╭─ DATASET ENTRIES
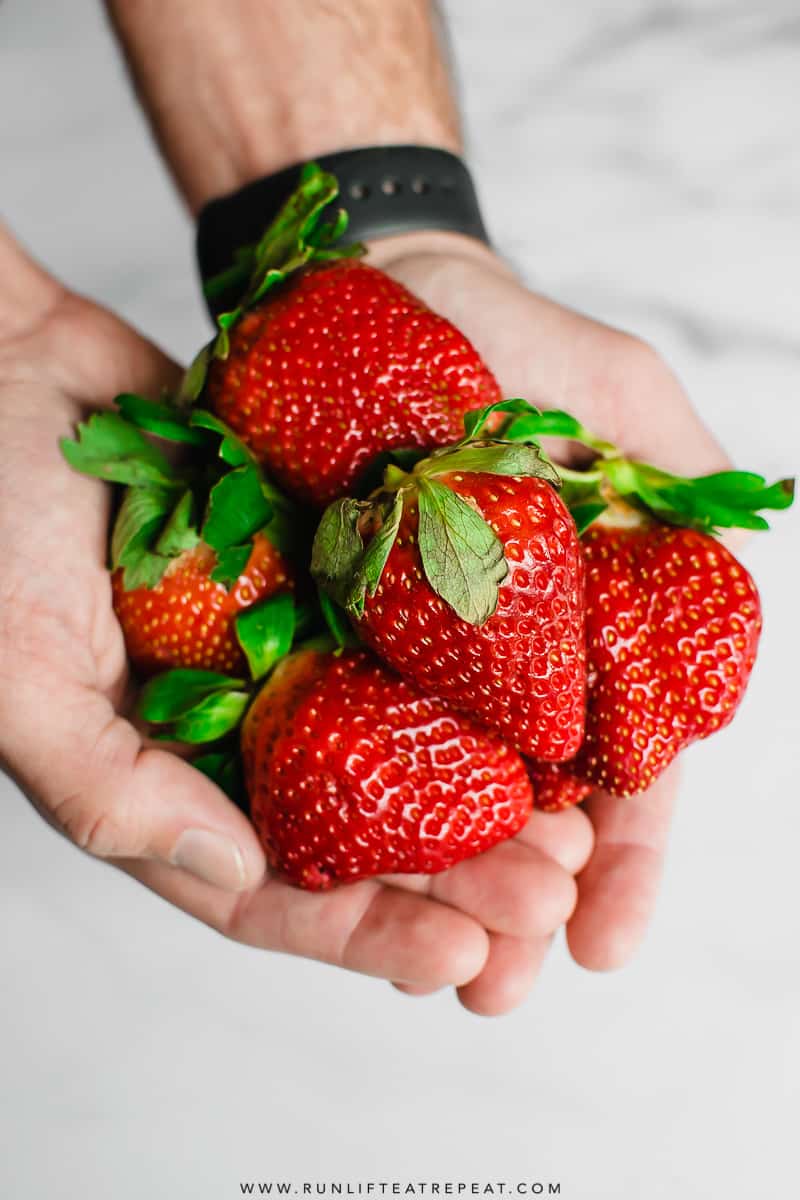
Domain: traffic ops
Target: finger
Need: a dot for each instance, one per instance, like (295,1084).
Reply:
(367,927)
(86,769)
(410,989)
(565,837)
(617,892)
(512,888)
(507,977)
╰─
╭─ DATASET ENTRIES
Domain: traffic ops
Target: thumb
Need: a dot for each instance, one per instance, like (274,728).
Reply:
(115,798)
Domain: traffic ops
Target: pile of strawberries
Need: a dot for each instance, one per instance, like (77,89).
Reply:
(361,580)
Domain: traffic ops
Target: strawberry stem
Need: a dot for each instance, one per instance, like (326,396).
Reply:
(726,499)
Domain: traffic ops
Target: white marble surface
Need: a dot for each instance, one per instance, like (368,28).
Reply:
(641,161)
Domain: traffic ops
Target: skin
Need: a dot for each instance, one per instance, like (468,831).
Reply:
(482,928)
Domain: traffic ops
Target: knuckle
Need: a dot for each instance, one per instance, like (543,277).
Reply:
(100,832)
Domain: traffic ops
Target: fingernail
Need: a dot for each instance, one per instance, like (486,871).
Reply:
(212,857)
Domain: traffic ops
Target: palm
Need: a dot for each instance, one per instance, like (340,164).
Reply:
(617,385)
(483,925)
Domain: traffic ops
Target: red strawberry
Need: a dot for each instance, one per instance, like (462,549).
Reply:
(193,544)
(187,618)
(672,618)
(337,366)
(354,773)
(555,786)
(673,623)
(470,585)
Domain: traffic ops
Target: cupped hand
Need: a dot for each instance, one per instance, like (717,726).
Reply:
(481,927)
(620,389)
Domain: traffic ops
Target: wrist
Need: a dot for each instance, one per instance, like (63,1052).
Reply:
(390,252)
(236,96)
╰─
WHAT YOU ARE ASKED TO DO –
Identify every line in the data above that contains the string "Target", and copy each of those lines.

SOLUTION FOR THIS TASK –
Target: finger
Target: thumb
Target: pile of strawberries
Target: strawberry stem
Target: white marble surface
Target: skin
Target: knuckle
Target: fingernail
Target: palm
Target: red strawberry
Target: cupped hand
Target: wrist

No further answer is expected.